───── Page excerpt
Research & teaching institute in the Hebrew University

The Alexander Silberman Institute of Life Sciences (AS-ILS) at the Hebrew University of Jerusalem is the oldest life sciences research institute in Israel. It is part of the Faculty of Sciences, and is located in the Edmond J. Safra Campus (Givat Ram) in Jerusalem.

== History ==
The origins of the institute date back to 1925, the year that the Hebrew University was founded, when the Department of Botany was formed as part of a research unit called "The Institute for Studying the Natural History of the Land of Israel". Among the founding researchers were Profs. Otto Warburg, Alexander Eig, Michael Zohary and Naomi Feinbrun-Dothan. During the first years of the department, several large-scale projects that continue to this day have been started off, including the establishment of the Herbarium Collection, today part of Israel's Natural History Collections, and the establishment of the National Botanic Garden of Israel at Mount Scopus, which was the first of its kind in the Middle East.

In 1928, Prof. Simon Bodenheimer joined the nascent institute and established the Department of Zoology, leading the institute to probe into new scientific fields.

Research activities at both departments (and at the Hebrew University in general) were diminished in 1948 during the War of Independence, and were brought to a complete stop following the Hadassah medical convoy massacre. Activity in both departments was renewed after the war, in April 1949.
──────────
• _Set of tasks_
[A] Using the excerpt on the Silberman Institute, answer each question:
(i) On which campus is the institute located?
(ii) Who established the Department of Zoology, and in what year?
(iii) In what month and year was activity in both departments renewed?
[B] Translate this sentence from the excerpt on the Silberman Institute into Spanish: "In 1928, Prof. Simon Bodenheimer joined the nascent institute and established the Department of Zoology, leading the institute to probe into new scientific fields."
These rows come from a separate source unrelated to the excerpt on the Silberman Institute.
───── Entries shown
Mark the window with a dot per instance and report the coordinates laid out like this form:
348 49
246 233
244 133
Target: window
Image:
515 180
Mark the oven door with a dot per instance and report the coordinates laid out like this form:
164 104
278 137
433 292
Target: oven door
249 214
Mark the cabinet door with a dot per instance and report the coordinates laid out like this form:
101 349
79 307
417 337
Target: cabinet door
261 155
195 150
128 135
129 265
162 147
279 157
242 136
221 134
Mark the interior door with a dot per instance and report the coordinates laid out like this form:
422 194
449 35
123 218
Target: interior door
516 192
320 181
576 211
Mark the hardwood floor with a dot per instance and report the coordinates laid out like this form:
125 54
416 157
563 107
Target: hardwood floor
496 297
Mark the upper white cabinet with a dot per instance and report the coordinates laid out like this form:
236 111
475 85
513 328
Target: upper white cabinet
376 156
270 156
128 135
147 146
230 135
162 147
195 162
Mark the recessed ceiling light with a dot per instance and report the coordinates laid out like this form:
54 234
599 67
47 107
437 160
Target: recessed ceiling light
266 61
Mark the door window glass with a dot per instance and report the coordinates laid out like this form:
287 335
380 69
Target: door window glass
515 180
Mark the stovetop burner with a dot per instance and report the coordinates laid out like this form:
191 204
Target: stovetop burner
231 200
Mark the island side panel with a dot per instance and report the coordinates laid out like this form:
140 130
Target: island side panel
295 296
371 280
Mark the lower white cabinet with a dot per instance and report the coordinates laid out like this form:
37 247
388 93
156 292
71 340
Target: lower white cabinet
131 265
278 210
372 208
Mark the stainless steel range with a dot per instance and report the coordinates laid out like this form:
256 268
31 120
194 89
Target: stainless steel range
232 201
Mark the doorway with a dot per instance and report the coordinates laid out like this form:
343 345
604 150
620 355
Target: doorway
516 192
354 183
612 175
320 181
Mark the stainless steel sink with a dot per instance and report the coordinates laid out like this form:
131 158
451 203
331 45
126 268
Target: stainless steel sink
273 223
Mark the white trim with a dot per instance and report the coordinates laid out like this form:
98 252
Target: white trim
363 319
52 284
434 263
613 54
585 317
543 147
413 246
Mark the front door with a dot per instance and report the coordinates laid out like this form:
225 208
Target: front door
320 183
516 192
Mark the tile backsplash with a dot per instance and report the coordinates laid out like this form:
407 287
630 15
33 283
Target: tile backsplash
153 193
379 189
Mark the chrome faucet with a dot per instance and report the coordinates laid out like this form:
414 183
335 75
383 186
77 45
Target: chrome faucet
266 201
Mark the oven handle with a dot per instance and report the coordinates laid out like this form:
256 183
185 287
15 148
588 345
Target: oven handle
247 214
──────────
• _Answers for the exercise_
[A]
(i) The Edmond J. Safra Campus (Givat Ram) in Jerusalem.
(ii) Prof. Simon Bodenheimer, in 1928.
(iii) April 1949.

[B] En 1928, el Prof. Simon Bodenheimer se incorporó al incipiente instituto y fundó el Departamento de Zoología, lo que llevó al instituto a adentrarse en nuevos campos científicos.